__Reading text__.

++++++

The United Nations public health arm, the World Health Organisation, is reportedly planning to declare next Monday that the consumption of processed meats cause cancer in humans. Fresh red meat is also due to join the ‘encyclopaedia of carcinogens’ and is likely to be ranked as only slightly less dangerous than the preserved products.
Less than a month ago we saw the Obama Administration buckle under pressure again from meat-loving Republicans and intensive industry lobbying and what quickly disappeared, to the dismay of the planet, was the 8th edition of the USDA’s Dietary Guidelines for American’s containing recommendations for a more environmentally sustainable diet—where people were to be told to eat less animal meat.
Now, processed meats like bacon, sausages, pastrami, salami, and hot dogs will be put in the same category as cigarettes, alcohol and asbestos, and rightly so. The World Cancer Research Fund states that they have “strong evidence that processed meats are a cause of bowel cancer. When meat is preserved by smoking, curing or salting, or by the addition of preservatives, cancer-causing substances (carcinogens) can be formed. These substances can damage cells in the body, leading to the development of cancer.”
But it’s not only processed meat that is cancer causing. Last year scientists at the PNAS identified a sugar—called Neu5Gc—which is naturally produced in the bodies of most mammals, but is not produced by humans because of a mutation that occurred after our last common ancestor with great apes. What this means is that when humans eat red animal meat—which contains the Neu5Gc sugar—the human body triggers an immune response to the foreign sugar, producing antibodies, which spark inflammation and then leads to the progression of cancer.

++++++

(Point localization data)
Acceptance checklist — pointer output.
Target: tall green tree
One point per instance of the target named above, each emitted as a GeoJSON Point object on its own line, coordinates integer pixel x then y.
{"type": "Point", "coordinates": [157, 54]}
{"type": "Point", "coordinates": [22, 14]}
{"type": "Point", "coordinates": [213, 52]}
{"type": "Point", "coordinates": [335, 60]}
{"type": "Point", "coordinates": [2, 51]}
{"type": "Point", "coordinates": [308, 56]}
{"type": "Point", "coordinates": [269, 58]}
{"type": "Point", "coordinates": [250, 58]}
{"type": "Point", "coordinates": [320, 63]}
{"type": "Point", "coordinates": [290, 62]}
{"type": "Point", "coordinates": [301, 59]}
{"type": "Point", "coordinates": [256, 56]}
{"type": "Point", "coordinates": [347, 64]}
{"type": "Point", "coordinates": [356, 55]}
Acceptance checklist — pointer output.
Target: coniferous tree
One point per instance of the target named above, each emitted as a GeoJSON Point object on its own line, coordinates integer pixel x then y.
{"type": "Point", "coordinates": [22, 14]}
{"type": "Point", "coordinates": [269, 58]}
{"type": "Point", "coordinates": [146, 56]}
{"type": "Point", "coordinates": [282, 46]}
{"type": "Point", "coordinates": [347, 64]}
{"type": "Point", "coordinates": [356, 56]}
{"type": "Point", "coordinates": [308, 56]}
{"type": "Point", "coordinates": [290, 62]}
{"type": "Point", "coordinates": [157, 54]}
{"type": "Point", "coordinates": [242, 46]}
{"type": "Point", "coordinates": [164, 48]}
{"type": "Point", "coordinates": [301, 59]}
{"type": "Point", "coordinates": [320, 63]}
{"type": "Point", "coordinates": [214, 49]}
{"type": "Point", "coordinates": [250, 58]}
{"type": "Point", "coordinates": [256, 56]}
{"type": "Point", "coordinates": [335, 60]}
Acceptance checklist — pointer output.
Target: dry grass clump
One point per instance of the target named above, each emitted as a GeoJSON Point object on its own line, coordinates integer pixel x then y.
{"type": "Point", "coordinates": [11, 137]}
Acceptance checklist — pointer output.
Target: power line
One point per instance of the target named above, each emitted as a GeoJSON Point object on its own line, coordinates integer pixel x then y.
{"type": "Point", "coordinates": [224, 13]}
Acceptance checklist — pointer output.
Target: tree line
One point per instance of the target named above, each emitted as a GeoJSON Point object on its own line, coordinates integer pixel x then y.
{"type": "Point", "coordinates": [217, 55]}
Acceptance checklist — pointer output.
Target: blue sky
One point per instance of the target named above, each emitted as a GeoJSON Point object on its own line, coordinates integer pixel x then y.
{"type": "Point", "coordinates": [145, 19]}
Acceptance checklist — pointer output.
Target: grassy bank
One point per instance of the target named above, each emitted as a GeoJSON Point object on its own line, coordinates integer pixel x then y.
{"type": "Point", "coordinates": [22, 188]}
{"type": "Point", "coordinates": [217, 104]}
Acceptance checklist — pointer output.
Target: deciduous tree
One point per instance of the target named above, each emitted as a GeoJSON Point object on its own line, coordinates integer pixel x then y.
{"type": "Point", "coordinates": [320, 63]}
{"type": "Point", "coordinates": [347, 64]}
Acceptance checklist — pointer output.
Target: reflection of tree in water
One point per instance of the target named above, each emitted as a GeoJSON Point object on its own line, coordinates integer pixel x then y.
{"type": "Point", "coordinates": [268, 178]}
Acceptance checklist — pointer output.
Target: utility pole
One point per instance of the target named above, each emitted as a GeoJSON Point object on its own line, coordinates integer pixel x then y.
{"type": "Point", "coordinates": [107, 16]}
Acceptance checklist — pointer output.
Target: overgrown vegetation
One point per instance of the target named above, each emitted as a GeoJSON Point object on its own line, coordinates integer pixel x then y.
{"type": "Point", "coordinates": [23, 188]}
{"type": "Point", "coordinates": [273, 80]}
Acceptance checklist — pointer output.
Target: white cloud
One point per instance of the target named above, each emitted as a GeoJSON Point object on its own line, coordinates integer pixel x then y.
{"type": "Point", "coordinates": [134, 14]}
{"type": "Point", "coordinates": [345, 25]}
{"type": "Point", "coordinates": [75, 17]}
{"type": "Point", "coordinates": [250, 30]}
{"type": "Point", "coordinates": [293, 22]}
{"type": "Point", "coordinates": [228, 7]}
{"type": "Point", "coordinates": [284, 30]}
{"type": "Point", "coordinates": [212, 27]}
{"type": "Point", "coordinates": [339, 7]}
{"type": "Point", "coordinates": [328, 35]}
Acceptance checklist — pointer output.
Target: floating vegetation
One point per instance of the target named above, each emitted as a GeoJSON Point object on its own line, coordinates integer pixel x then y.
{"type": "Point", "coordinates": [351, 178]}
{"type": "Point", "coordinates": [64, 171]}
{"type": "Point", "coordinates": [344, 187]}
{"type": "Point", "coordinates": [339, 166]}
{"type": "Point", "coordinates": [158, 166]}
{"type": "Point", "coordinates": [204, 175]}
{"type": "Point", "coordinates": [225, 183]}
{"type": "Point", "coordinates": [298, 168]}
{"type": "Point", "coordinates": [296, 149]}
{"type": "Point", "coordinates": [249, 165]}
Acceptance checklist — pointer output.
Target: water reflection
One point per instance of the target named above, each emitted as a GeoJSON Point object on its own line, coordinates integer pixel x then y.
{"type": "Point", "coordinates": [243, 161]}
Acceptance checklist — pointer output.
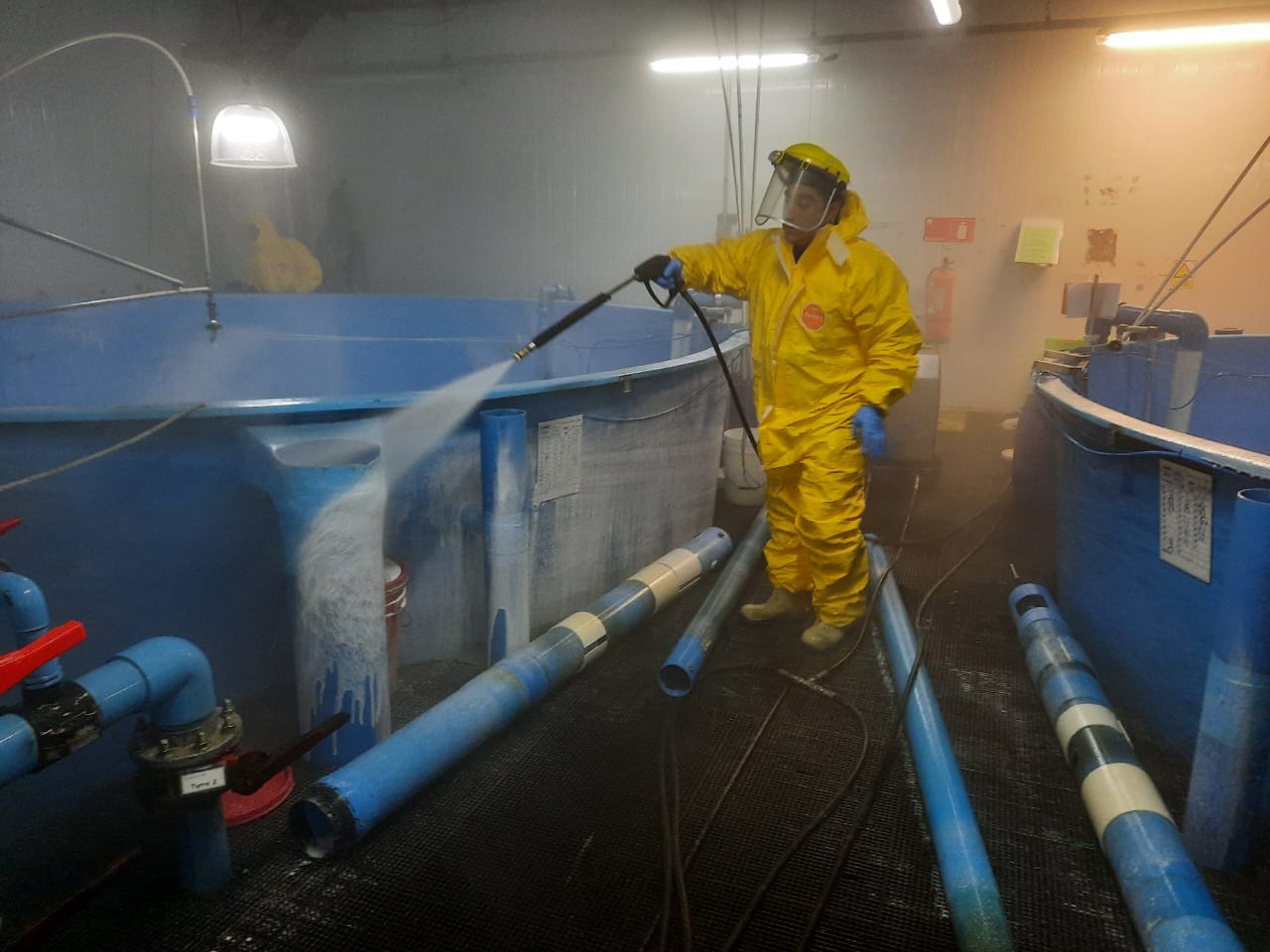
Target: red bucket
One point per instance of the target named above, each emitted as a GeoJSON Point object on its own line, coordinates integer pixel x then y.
{"type": "Point", "coordinates": [394, 603]}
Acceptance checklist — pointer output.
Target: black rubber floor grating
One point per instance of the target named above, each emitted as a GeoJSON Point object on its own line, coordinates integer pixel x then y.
{"type": "Point", "coordinates": [548, 837]}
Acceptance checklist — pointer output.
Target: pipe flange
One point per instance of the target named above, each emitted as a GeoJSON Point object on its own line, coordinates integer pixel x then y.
{"type": "Point", "coordinates": [182, 767]}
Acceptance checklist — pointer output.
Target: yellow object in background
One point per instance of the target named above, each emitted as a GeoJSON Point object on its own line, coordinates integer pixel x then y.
{"type": "Point", "coordinates": [278, 264]}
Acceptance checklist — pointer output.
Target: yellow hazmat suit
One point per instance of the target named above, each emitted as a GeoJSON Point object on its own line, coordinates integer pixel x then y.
{"type": "Point", "coordinates": [828, 334]}
{"type": "Point", "coordinates": [280, 264]}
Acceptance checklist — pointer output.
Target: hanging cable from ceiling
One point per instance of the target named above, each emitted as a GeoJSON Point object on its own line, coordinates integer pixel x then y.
{"type": "Point", "coordinates": [743, 193]}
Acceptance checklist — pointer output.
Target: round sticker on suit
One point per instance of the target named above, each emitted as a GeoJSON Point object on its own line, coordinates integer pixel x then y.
{"type": "Point", "coordinates": [812, 317]}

++++++

__Apply what you read__.
[1] According to the text on meat and cancer, what type of cancer does the World Cancer Research Fund say processed meats cause?
[2] Resume the text on meat and cancer, picking up after its final sentence.

__Responses in order__.
[1] Bowel cancer.

[2]
Established in 1948, the constitution of the WHO had been signed by 61 countries and has a leading role in the eradication of smallpox and is responsible for monitoring of disease outbreaks, accessing the performance of health systems around the globe. It makes all the sense in the world that they stand up and recognise the scientific investigations and studies which link animal meat to cancer in humans.
The classifications, by the WHO’s International Agency for Research on Cancer, follows a meeting of scientists from ten nations who reviewed all available evidence and come amid mounting concern that meat fuels the disease which claims more than 150,000 lives a year in the UK alone.
As they were with the potential for sustainable diet recommendations in the USDA’s 2015 Dietary Guidelines revision, farmers and the meat industry have expressed their concern about the impact on sales and profits if the WHO lists processed meat as a carcinogen. With such a clear concern for their profits over public health, we can only hope that more people realise the true intentions of the spineless USDA—to protect its industry and continue to provide guidelines around how to develop disease and destroy our planet and biodiversity.
Plant-based diets are, however, known to protect against obesity and type 2 diabetes, reduce inflammation, and are a useful strategy for cancer prevention. Those on a plant-based diet, such as vegans, also seem to live longer.